DO THIS: Arrange the lines below as a numbered list, leaving out the blank lines.

═══ GIVEN RECORDS ═══

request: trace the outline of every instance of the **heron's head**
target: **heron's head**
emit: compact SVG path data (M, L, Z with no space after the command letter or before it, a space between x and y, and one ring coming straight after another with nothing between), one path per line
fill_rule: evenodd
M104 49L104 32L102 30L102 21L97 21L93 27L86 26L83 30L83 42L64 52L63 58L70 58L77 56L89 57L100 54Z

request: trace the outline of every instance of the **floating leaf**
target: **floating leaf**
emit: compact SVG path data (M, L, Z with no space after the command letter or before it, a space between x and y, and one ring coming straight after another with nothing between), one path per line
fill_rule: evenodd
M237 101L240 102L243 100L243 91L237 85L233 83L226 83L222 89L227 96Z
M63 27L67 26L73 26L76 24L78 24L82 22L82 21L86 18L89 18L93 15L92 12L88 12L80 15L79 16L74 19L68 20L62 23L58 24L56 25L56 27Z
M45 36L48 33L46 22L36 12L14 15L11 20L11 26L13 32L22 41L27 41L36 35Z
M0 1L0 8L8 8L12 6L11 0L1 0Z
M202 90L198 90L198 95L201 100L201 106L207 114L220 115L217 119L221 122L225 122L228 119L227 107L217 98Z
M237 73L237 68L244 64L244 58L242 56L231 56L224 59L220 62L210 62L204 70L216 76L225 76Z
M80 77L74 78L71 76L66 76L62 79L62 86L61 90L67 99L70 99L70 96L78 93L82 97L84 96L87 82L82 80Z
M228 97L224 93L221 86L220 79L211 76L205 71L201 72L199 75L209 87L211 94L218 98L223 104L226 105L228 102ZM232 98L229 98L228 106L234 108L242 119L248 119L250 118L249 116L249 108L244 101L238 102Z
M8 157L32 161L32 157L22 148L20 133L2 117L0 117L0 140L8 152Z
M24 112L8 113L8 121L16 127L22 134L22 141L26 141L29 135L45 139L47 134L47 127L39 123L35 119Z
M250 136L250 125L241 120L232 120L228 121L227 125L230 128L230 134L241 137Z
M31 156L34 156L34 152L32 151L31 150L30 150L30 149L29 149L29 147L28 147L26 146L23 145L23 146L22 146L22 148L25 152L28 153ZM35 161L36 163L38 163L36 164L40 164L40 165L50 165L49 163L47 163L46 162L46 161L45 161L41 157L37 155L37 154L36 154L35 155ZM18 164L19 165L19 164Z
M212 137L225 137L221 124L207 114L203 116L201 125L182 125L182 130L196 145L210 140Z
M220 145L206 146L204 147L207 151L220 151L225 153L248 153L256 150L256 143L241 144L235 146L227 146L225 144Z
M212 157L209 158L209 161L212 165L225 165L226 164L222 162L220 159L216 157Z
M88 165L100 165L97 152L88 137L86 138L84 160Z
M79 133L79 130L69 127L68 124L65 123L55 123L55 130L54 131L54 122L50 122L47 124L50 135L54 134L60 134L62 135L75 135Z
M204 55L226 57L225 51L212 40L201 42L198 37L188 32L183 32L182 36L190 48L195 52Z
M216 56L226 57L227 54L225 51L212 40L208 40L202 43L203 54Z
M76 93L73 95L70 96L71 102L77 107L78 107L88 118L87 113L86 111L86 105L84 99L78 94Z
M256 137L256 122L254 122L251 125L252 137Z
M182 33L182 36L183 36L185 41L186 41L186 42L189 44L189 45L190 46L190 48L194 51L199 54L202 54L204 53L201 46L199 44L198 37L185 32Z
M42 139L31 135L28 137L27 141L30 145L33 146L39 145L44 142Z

═══

THE OUTPUT:
1. request: trace the outline of every instance of the **heron's head**
2. target: **heron's head**
3. emit: compact SVG path data (M, L, Z with no space after the command letter or before it, a space between x and y, and one ring coming straight after another with nothing between), one path per line
4. fill_rule: evenodd
5. M104 49L104 32L102 30L102 21L97 21L93 27L86 26L83 30L83 42L64 52L63 58L70 58L77 56L89 57L100 54Z
6. request: trace the outline of every instance of the **floating leaf**
7. target: **floating leaf**
8. emit: compact SVG path data (M, L, Z with no space after the command letter or before it, a space between x and y, and one ring coming straight after another with nothing between), one path per line
9. fill_rule: evenodd
10. M237 101L240 102L243 100L243 91L237 85L233 83L226 83L222 89L227 96Z
11. M63 27L67 26L73 26L76 24L78 24L82 22L82 21L86 18L89 18L93 15L92 12L88 12L80 15L79 16L74 19L68 20L62 23L58 24L56 25L56 27Z
12. M45 36L48 33L46 22L36 12L14 15L11 20L11 26L13 32L22 41L27 41L36 35Z
13. M0 1L0 8L8 8L12 6L11 0L1 0Z
14. M202 90L198 90L198 95L201 100L201 106L207 114L220 115L217 119L221 122L225 122L228 119L227 107L217 98Z
15. M237 73L237 68L244 64L244 58L242 56L231 56L224 59L220 62L210 62L204 70L216 76L225 76Z
16. M80 77L74 78L71 76L66 76L62 79L62 86L61 90L67 99L70 99L70 96L78 93L82 97L84 96L87 82L82 80Z
17. M228 97L224 93L221 86L220 79L211 76L205 71L201 72L199 75L209 87L211 94L218 98L223 104L226 105L228 102ZM232 98L229 98L228 106L234 108L242 119L248 119L250 118L249 116L249 108L244 101L238 102Z
18. M8 157L32 161L32 157L22 148L20 133L2 117L0 117L0 140L8 152Z
19. M24 112L8 113L8 121L16 127L22 134L22 141L26 141L29 135L45 139L47 134L47 127L39 123L35 119Z
20. M250 136L250 125L241 120L232 120L228 121L227 125L230 128L230 134L241 137Z
21. M31 156L34 156L34 152L32 151L31 150L30 150L30 149L29 149L29 147L28 147L26 146L23 145L23 146L22 146L22 148L25 152L28 153ZM35 161L36 163L38 163L36 164L40 164L40 165L50 165L49 163L47 163L46 162L46 161L45 161L41 157L37 155L37 154L36 154L35 155ZM18 164L19 165L19 164Z
22. M212 137L225 137L221 124L207 114L203 116L201 125L182 125L182 130L196 145L210 140Z
23. M220 145L206 146L204 147L207 151L220 151L225 153L248 153L256 150L256 143L241 144L235 146L227 146L225 144Z
24. M212 157L209 158L209 161L212 165L225 165L226 164L222 162L220 159L216 157Z
25. M88 165L100 165L97 152L88 137L86 138L84 160Z
26. M79 133L79 130L69 127L68 124L65 123L55 123L55 130L54 131L54 122L50 122L47 124L50 135L54 134L60 134L62 135L75 135Z
27. M204 55L226 57L225 51L212 40L201 42L198 37L188 32L183 32L182 36L190 48L195 52Z
28. M216 56L226 57L227 54L225 51L212 40L208 40L202 43L203 54Z
29. M76 93L73 95L70 96L71 102L77 107L78 107L88 118L87 113L86 111L86 105L84 99L78 94Z
30. M256 137L256 122L254 122L251 125L252 137Z
31. M182 33L182 36L183 36L185 41L186 41L186 42L189 44L189 45L190 46L190 48L194 51L199 54L202 54L204 53L201 46L199 44L198 37L185 32Z
32. M42 139L31 135L28 137L27 141L30 145L33 146L39 145L44 142Z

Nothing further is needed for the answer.